• _WORK TO COMPLETE_
Reproduce the passage on the HS-DSCH downlink channel word for word, from "The High-Speed Downlink" to "an error-free packet.".

• _TEXT PROVIDED_

The High-Speed Downlink Shared Channel (HS-DSCH) lacks two basic features of other W-CDMA channels—variable spreading factor and fast power control. Instead, it delivers the improved downlink performance using adaptive modulation and coding (AMC), fast packet scheduling at the base station, and fast retransmissions from the base station, known as hybrid automatic repeat-request (HARQ).

[edit] Hybrid automatic repeat-request (HARQ)

HARQ uses incremental redundancy, where user data is transmitted multiple times using different codings. When a corrupted packet is received, the user device saves it and later combines it with the retransmissions, to recover the error-free packet as efficiently as possible. Even if the retransmitted packets are corrupted, their combination can yield an error-free packet.

[edit] Fast packet scheduling

The HS-DSCH downlink channel is shared between users using channel-dependent scheduling to make the best use of available radio conditions. Each user device periodically transmits an indication of the downlink signal quality, as often as 500 times per second. Using this information from all devices, the base station decides which users will be sent data on the next 2 ms frame and how much data should be sent for each user. More data can be sent to users which report high downlink signal quality.

• _STORED DATA_

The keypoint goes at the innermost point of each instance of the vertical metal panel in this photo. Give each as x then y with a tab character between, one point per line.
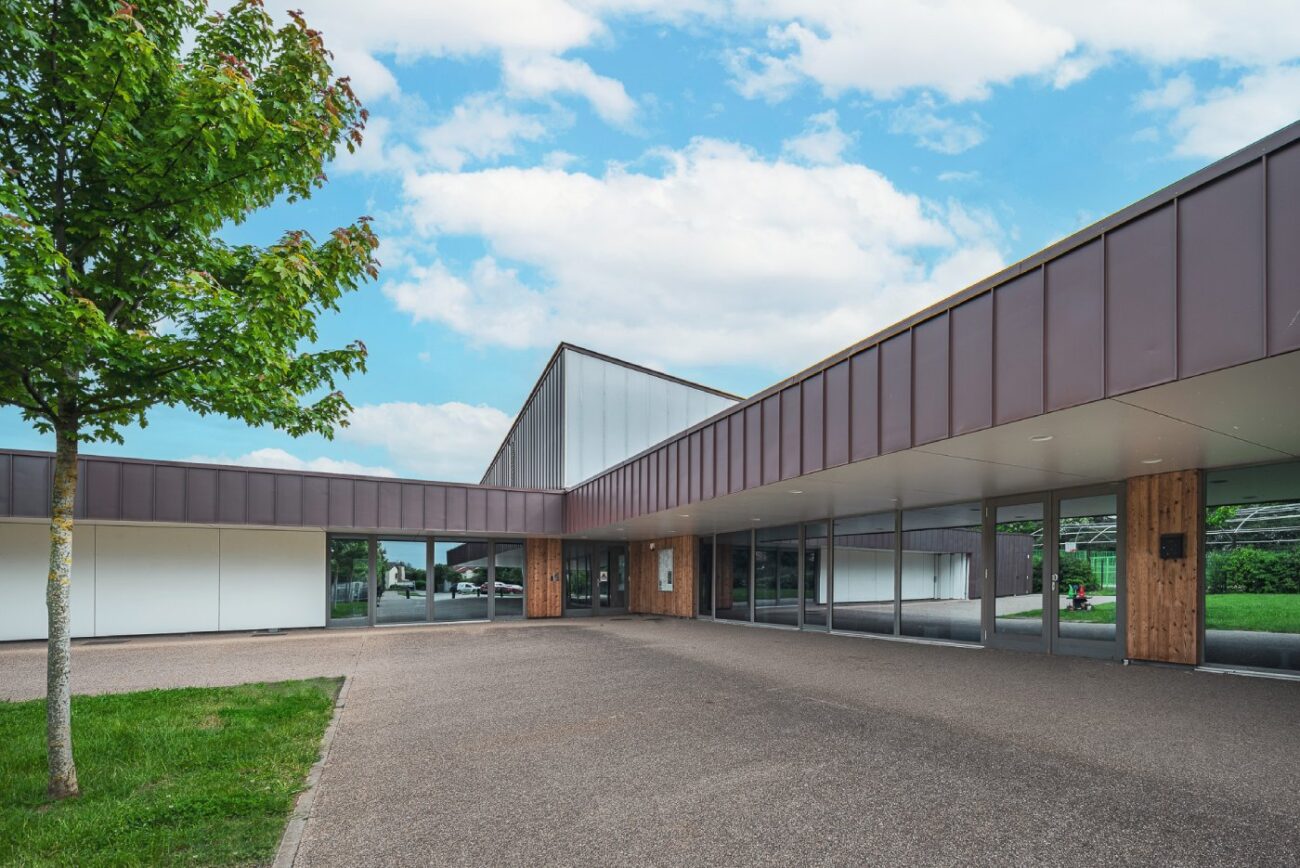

• _OUTPUT OF THE TASK_
The High-Speed Downlink Shared Channel (HS-DSCH) lacks two basic features of other W-CDMA channels—variable spreading factor and fast power control. Instead, it delivers the improved downlink performance using adaptive modulation and coding (AMC), fast packet scheduling at the base station, and fast retransmissions from the base station, known as hybrid automatic repeat-request (HARQ).

[edit] Hybrid automatic repeat-request (HARQ)

HARQ uses incremental redundancy, where user data is transmitted multiple times using different codings. When a corrupted packet is received, the user device saves it and later combines it with the retransmissions, to recover the error-free packet as efficiently as possible. Even if the retransmitted packets are corrupted, their combination can yield an error-free packet.